## Problem details
Reproduce every row below with "scene" replaced by "image" and nothing else changed, leaving out the pictures.
- - - - - - -
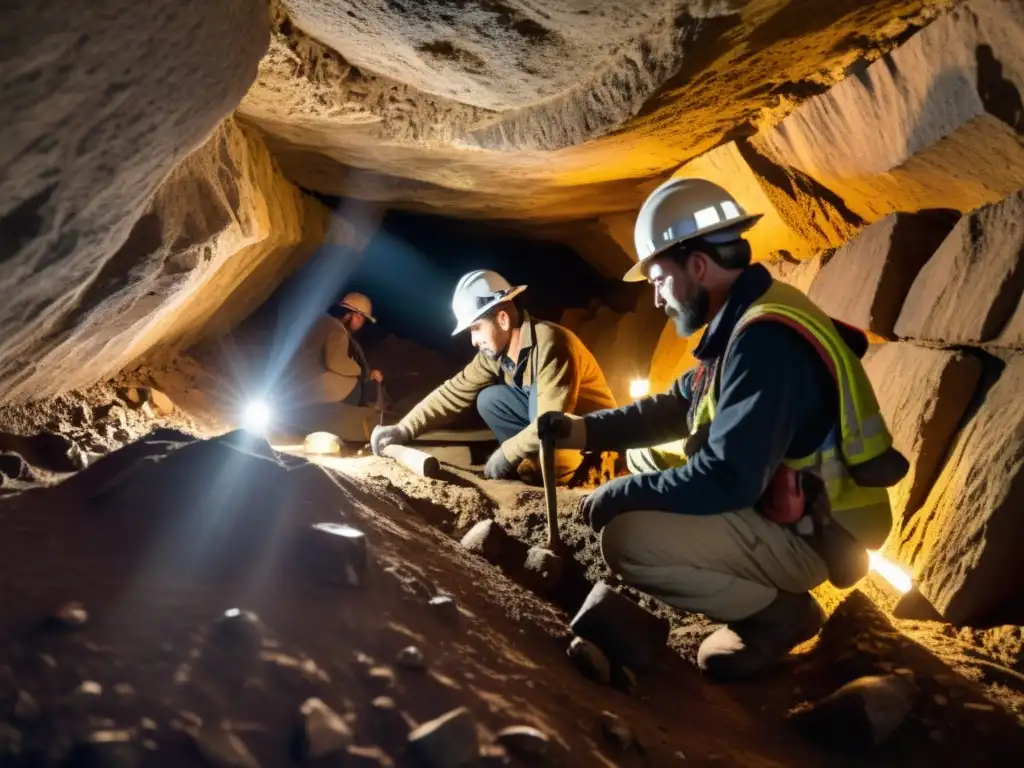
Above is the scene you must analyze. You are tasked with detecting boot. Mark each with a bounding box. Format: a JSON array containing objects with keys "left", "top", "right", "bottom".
[{"left": 697, "top": 591, "right": 825, "bottom": 682}]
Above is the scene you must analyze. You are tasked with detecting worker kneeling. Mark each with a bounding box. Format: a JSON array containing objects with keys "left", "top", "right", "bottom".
[
  {"left": 539, "top": 179, "right": 907, "bottom": 680},
  {"left": 371, "top": 269, "right": 615, "bottom": 482}
]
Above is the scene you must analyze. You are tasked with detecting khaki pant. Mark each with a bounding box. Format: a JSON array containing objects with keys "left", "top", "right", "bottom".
[{"left": 601, "top": 509, "right": 828, "bottom": 622}]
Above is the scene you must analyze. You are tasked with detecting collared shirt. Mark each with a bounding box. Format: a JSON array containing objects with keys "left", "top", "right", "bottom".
[
  {"left": 586, "top": 264, "right": 838, "bottom": 515},
  {"left": 399, "top": 312, "right": 615, "bottom": 464}
]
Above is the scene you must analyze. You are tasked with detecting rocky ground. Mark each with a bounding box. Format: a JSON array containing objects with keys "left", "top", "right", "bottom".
[{"left": 0, "top": 387, "right": 1024, "bottom": 766}]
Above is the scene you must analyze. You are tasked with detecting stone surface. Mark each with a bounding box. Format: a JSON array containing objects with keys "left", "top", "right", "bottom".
[
  {"left": 864, "top": 342, "right": 982, "bottom": 528},
  {"left": 808, "top": 211, "right": 959, "bottom": 338},
  {"left": 240, "top": 0, "right": 945, "bottom": 219},
  {"left": 409, "top": 707, "right": 480, "bottom": 768},
  {"left": 462, "top": 520, "right": 509, "bottom": 564},
  {"left": 896, "top": 191, "right": 1024, "bottom": 344},
  {"left": 0, "top": 0, "right": 268, "bottom": 397},
  {"left": 299, "top": 698, "right": 352, "bottom": 761},
  {"left": 744, "top": 0, "right": 1024, "bottom": 228},
  {"left": 900, "top": 354, "right": 1024, "bottom": 624}
]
- - - - - - -
## Expected output
Above is the image you must analyze. You are tasked with detecting boot. Mark each with a bounding box. Format: a JSON array containing objects with keys "left", "top", "right", "bottom".
[{"left": 697, "top": 591, "right": 825, "bottom": 682}]
Above is the image you must analyze. You are tasked with detecting worker kneeling. Mark each with a bounding box. Format: a JSON array containing objects with keys "left", "top", "right", "bottom".
[
  {"left": 539, "top": 179, "right": 907, "bottom": 680},
  {"left": 371, "top": 269, "right": 615, "bottom": 482}
]
Above is the image you must analyze. You are tasked with detecting khaki pant. Mark each with a bounding box. Format: a JSON array containing objects with keys "left", "top", "right", "bottom".
[{"left": 601, "top": 509, "right": 828, "bottom": 622}]
Above is the image you must analyze. You are tasked with detecting collared shirt. Mark each with a bounding box. Format: a JSON array containing objects with keys "left", "top", "right", "bottom".
[
  {"left": 586, "top": 264, "right": 838, "bottom": 515},
  {"left": 399, "top": 312, "right": 615, "bottom": 464}
]
Above is the image you must analyze. You are tasked with detecting rocky ground. Mark each with a bounding box. Format: a JSON array containing objects with keys "left", "top", "right", "bottom".
[{"left": 0, "top": 387, "right": 1024, "bottom": 766}]
Above is the image you must analyze. You are tasked with detecting stone surface. Mark each with a bounding box. Format: a JSON array containing objects with keys "left", "top", "right", "bottom".
[
  {"left": 864, "top": 342, "right": 982, "bottom": 528},
  {"left": 808, "top": 211, "right": 959, "bottom": 338},
  {"left": 240, "top": 0, "right": 945, "bottom": 219},
  {"left": 409, "top": 707, "right": 480, "bottom": 768},
  {"left": 462, "top": 520, "right": 509, "bottom": 564},
  {"left": 896, "top": 191, "right": 1024, "bottom": 344},
  {"left": 0, "top": 0, "right": 268, "bottom": 397},
  {"left": 299, "top": 698, "right": 352, "bottom": 761},
  {"left": 744, "top": 0, "right": 1024, "bottom": 228},
  {"left": 900, "top": 354, "right": 1024, "bottom": 624}
]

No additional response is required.